** WHAT YOU HAVE TO DO **
Output all of the data below exactly as given.

________________________________________

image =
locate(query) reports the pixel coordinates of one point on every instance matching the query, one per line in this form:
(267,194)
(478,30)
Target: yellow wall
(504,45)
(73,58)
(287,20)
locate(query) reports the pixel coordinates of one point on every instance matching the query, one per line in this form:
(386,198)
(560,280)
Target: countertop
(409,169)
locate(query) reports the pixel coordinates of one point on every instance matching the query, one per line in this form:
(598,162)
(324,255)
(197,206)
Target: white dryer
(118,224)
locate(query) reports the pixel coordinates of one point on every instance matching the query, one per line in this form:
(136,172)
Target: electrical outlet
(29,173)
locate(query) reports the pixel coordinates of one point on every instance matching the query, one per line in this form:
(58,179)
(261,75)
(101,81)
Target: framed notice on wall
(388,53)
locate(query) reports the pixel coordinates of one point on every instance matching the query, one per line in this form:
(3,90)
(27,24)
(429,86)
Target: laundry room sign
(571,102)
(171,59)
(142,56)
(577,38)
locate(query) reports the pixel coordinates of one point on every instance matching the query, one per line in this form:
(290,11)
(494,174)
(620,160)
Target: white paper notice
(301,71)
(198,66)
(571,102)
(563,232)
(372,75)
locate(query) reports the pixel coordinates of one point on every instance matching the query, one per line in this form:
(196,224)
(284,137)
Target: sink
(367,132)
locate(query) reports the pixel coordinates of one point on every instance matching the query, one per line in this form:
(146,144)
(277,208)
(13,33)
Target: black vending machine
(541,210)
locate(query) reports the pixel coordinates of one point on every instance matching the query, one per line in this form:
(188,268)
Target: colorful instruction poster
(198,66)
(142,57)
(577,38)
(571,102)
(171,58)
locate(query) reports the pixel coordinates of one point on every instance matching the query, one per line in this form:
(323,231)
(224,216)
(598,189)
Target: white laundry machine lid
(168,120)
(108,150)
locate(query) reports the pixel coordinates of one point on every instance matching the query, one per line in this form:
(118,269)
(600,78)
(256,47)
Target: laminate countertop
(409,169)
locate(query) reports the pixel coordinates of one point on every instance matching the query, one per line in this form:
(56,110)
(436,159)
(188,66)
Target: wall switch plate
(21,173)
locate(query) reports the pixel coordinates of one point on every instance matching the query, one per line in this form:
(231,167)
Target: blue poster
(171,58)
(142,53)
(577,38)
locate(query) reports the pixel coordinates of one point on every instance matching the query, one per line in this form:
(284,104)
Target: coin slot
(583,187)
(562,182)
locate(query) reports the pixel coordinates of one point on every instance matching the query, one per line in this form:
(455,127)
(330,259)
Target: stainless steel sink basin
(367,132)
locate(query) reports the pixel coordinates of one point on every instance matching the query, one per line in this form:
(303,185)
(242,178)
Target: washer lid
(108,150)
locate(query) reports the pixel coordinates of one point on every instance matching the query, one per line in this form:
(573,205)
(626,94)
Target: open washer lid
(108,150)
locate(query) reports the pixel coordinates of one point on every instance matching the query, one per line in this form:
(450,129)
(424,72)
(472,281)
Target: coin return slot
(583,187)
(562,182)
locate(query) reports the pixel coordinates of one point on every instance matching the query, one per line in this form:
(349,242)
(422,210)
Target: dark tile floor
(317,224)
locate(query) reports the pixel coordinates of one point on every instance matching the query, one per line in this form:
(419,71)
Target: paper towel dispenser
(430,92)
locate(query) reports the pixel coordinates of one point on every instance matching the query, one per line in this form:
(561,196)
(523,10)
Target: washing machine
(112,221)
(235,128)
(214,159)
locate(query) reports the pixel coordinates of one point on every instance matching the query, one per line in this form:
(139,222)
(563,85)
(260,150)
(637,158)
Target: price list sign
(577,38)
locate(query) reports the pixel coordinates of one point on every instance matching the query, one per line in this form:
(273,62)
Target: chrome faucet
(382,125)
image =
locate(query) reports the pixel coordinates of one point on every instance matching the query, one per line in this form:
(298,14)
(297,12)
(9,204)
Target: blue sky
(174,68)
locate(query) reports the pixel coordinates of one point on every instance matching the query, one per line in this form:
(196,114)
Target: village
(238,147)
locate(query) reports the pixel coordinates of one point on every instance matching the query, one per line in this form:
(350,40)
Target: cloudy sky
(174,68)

________________________________________

** RESPONSE TO THIS TASK **
image =
locate(query) reports the pixel coordinates of one point on every instance matching the query, one per line in this form:
(267,194)
(478,30)
Target: yellow wall
(504,45)
(73,58)
(287,20)
locate(query) reports the pixel coordinates of one point on every instance matching the query, one per line in this form:
(386,198)
(560,280)
Target: countertop
(409,169)
locate(query) reports the pixel coordinates of one point on every instance matching the query, one per line in this form:
(598,162)
(324,255)
(197,206)
Target: white dryer
(118,224)
locate(query) reports the pixel coordinates of one point on every instance matching the query, one per line in this form:
(136,172)
Target: electrical outlet
(29,173)
locate(query) reports the pixel coordinates of one point on every instance matching the query, one per line in this form:
(58,179)
(261,75)
(101,81)
Target: framed notice on wall
(388,53)
locate(query) reports the pixel coordinates of one point on every instance matching the query, one per line in this form:
(3,90)
(27,24)
(429,86)
Target: laundry room sign
(571,102)
(171,59)
(142,56)
(577,38)
locate(query) reports the pixel coordinates of one point on every instance matching the query, one per line in this form:
(290,11)
(494,174)
(620,160)
Target: white paper notice
(301,71)
(198,66)
(571,102)
(563,232)
(372,75)
locate(query) reports the pixel coordinates of one point on every instance matching the query, one per line in this form:
(196,224)
(284,137)
Target: sink
(367,132)
locate(query) reports the pixel coordinates of one point on every instance matching the query, one per line in this form:
(146,144)
(277,208)
(13,33)
Target: black vending machine
(541,210)
locate(query) reports the pixel coordinates of one point on every instance matching the query, one per line in this form:
(188,268)
Target: colorful instruction poster
(198,66)
(142,57)
(577,38)
(571,102)
(171,58)
locate(query) reports the pixel coordinates of one point on every instance matching the query, one per line in this form:
(323,231)
(224,216)
(598,189)
Target: white laundry machine lid
(168,120)
(108,150)
locate(query) reports the pixel coordinates of one point on every instance matching the query, one per line in this form:
(118,269)
(600,78)
(256,47)
Target: laminate countertop
(409,169)
locate(query) reports the pixel coordinates of one point on every instance matching the query, one per line in this form:
(56,110)
(436,159)
(188,66)
Target: wall switch plate
(21,173)
locate(query) reports the pixel coordinates of one point on every instance matching the query, one per line in this form:
(231,167)
Target: blue poster
(171,58)
(142,53)
(577,38)
locate(query) reports the pixel coordinates of one point on every instance matching the query, one per line in this form:
(284,104)
Target: coin slot
(583,187)
(562,182)
locate(query) reports the pixel coordinates of one point on every instance matching the query, one per line in this form:
(455,127)
(330,259)
Target: stainless steel sink basin
(367,132)
locate(query) reports the pixel coordinates of one point on every instance matching the query, one per line in this form:
(303,185)
(242,178)
Target: washer lid
(108,150)
locate(query) reports the pixel coordinates of one point on every instance matching the query, one per line in this form:
(573,205)
(626,94)
Target: open washer lid
(108,150)
locate(query) reports the pixel coordinates of one point on every instance matching the query, one per line in this form:
(450,129)
(424,72)
(472,281)
Target: coin return slot
(583,187)
(562,182)
locate(query) reports the pixel coordinates of one point on every instance matching the query, one per line in this form:
(349,242)
(422,210)
Target: dark tile floor
(317,224)
locate(query) reports the pixel coordinates of one point on every instance matching the query, one per line in this form:
(419,71)
Target: paper towel dispenser
(430,92)
locate(query) reports the pixel coordinates of one point on every instance matching the query, one per line in this form:
(561,196)
(523,10)
Target: washing machine
(112,221)
(235,128)
(214,159)
locate(query) reports the pixel coordinates of one point on every instance matching the query, one per line in this form:
(139,222)
(563,85)
(260,150)
(637,158)
Target: price list sign
(577,38)
locate(query) reports the pixel coordinates of one point on every instance matching the query, one per line in this form:
(273,62)
Target: chrome faucet
(382,125)
image =
locate(query) reports the pixel coordinates of one point on every instance matching the query, one per line in this form:
(298,14)
(297,12)
(9,204)
Target: blue sky
(174,68)
locate(query) reports the pixel coordinates of one point on every instance matching the query, one per line in this form:
(196,114)
Target: village
(238,147)
locate(query) reports the pixel coordinates of one point on every instance matching the query, one per line in this form:
(350,40)
Target: cloudy sky
(174,68)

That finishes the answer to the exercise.